Raw records
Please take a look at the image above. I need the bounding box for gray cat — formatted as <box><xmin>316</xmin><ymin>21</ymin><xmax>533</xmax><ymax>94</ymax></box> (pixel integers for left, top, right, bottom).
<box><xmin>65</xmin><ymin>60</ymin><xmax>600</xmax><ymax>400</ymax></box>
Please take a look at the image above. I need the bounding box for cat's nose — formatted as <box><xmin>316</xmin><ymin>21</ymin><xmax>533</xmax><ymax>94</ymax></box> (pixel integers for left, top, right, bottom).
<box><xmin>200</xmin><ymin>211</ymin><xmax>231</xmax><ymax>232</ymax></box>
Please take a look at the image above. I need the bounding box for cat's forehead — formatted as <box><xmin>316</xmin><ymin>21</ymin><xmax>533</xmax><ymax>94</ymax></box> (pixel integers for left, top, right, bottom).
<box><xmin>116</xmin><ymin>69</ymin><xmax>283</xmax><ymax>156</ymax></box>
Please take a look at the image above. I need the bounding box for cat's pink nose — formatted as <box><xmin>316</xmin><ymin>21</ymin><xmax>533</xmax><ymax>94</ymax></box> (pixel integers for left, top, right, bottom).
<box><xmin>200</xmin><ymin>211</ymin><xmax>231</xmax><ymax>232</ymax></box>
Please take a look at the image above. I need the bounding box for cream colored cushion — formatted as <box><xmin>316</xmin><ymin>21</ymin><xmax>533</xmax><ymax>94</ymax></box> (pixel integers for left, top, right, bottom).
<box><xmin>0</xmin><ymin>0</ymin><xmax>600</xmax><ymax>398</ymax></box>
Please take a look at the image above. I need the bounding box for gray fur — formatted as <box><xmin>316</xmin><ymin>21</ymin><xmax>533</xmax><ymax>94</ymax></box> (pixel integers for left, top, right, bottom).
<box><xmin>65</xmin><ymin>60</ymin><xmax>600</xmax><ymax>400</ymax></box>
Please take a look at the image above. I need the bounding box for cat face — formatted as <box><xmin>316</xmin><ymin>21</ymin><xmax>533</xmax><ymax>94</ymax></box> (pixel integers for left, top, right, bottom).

__REQUIRED WORK__.
Please copy the records word for word, starting at the line that contains "for cat's pink" and ending at the last line of the records.

__RESULT OF THE TASK__.
Please take a look at the image above. I need the bounding box for cat's pink nose — formatted as <box><xmin>316</xmin><ymin>21</ymin><xmax>533</xmax><ymax>94</ymax></box> (pixel integers for left, top, right, bottom).
<box><xmin>200</xmin><ymin>211</ymin><xmax>231</xmax><ymax>232</ymax></box>
Please take a look at the image above. I need the bounding box for cream colored cushion — formatted as <box><xmin>316</xmin><ymin>21</ymin><xmax>533</xmax><ymax>94</ymax></box> (pixel integers for left, top, right, bottom).
<box><xmin>0</xmin><ymin>0</ymin><xmax>600</xmax><ymax>398</ymax></box>
Please take a look at the image above. I need the bounding box for gray fur — formatted as <box><xmin>316</xmin><ymin>21</ymin><xmax>533</xmax><ymax>94</ymax></box> (pixel integers for left, top, right, bottom).
<box><xmin>65</xmin><ymin>60</ymin><xmax>600</xmax><ymax>400</ymax></box>
Please take a look at the image above. I need the bounding box for cat face — formatted as <box><xmin>316</xmin><ymin>21</ymin><xmax>533</xmax><ymax>94</ymax></box> (pixel integers for left, top, right, bottom).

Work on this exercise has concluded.